YOUR GOAL
Find the line containing "In this practice step, locate the brick". Return it and every line after it, unchanged, up to and including the last line.

Rows from a dataset
┄┄┄┄┄┄┄┄┄┄

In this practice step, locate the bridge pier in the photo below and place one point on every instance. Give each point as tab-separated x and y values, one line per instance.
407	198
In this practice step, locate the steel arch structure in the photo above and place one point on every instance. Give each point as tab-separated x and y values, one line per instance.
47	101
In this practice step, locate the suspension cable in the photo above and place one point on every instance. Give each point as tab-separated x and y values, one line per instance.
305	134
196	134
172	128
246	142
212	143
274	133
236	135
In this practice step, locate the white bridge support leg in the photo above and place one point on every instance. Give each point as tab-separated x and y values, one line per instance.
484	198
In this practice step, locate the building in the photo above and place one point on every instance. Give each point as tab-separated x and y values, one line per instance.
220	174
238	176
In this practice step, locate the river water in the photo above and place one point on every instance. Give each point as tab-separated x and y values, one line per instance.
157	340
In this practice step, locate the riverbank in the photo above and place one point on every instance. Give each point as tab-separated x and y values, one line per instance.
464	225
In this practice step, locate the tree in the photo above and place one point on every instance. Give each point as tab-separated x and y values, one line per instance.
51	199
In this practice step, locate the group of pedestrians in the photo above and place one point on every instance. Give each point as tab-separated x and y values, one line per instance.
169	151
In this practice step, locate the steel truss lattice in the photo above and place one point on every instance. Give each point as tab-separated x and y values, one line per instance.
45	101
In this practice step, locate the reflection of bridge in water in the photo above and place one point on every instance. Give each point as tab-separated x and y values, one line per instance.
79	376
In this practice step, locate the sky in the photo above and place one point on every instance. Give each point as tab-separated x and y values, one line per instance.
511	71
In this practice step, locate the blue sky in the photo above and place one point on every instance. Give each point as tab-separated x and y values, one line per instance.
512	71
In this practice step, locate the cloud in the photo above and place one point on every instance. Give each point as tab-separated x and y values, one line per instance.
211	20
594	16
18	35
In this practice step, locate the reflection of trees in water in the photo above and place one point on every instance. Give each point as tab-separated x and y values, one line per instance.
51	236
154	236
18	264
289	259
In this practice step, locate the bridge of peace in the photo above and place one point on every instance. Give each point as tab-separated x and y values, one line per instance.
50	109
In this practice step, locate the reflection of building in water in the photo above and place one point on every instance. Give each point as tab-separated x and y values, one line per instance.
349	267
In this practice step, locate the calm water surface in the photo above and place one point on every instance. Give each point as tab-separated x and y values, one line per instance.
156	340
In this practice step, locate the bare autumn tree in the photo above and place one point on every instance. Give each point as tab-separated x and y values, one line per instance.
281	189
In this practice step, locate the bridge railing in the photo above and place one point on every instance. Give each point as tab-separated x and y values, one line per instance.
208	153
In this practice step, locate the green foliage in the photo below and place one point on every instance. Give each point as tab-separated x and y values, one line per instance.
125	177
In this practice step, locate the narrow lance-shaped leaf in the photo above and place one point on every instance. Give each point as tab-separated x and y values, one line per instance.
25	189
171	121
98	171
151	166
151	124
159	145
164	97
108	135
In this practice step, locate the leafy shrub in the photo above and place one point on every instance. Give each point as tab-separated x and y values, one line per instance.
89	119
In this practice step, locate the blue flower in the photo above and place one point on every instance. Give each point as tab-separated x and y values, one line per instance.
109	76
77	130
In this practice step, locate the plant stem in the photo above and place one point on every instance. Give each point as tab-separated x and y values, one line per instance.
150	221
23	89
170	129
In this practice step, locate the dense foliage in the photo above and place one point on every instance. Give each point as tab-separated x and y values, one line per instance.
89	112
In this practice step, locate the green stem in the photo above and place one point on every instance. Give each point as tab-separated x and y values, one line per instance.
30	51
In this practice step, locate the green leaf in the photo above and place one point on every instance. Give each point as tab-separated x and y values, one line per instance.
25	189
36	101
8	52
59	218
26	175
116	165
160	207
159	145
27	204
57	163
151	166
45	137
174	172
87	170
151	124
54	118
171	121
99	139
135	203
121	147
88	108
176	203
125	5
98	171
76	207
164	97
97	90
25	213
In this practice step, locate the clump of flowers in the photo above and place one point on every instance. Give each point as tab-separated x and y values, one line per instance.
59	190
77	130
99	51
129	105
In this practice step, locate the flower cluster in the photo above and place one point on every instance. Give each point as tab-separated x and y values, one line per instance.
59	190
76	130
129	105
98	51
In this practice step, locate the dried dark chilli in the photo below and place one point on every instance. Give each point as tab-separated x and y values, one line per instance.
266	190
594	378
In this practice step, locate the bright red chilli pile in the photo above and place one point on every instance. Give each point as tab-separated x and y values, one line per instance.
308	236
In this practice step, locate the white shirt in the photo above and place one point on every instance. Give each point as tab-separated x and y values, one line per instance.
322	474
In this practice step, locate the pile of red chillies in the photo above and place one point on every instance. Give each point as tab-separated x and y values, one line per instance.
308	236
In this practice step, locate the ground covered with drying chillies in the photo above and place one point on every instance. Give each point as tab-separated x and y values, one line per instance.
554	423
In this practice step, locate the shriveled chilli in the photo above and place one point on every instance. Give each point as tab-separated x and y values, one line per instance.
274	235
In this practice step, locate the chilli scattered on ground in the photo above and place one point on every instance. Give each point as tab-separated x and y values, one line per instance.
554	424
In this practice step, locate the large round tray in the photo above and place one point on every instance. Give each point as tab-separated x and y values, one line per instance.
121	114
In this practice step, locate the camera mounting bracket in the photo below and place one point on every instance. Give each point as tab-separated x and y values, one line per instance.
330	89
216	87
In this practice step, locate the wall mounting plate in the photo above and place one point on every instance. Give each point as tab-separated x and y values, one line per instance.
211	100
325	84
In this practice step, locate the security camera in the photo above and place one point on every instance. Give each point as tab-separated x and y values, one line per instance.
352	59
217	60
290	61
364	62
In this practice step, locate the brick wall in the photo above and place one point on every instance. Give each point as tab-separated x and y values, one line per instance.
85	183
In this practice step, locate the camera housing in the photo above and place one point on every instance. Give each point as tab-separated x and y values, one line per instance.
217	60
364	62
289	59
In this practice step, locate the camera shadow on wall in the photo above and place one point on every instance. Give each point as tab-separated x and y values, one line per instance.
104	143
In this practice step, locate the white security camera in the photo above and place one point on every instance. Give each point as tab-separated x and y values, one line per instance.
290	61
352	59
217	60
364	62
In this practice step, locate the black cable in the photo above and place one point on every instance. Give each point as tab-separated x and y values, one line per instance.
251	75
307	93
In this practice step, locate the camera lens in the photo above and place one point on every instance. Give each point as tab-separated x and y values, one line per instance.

┄┄┄┄┄┄┄┄┄┄

WRITTEN ANSWER
In this practice step, locate the brick wall in the photo above and place one point on every instance. Give each point as tab-separated x and y values, one line per instance.
85	183
In this practice step, locate the camera housing in the photo above and place one point on every instance. Give each point as tab-separated x and y values, one line per instance.
217	60
364	62
289	59
In this practice step, locate the camera shadow on wall in the photo above and place one point on every instance. Give each point as tab-separated x and y values, one line per instance.
104	143
In this practice step, locate the white security camera in the photo above and place one point on every instance. Give each point as tab-separated x and y values, one line per instance.
290	61
352	59
217	60
364	62
In this practice step, locate the black cable in the photo above and place one point on every instance. Give each point as tab-separated x and y values, one line per instance.
251	75
307	93
In this practice step, locate the camera lens in the photo above and place one point on every instance. Give each point as tab-separated x and y values, one line per instance.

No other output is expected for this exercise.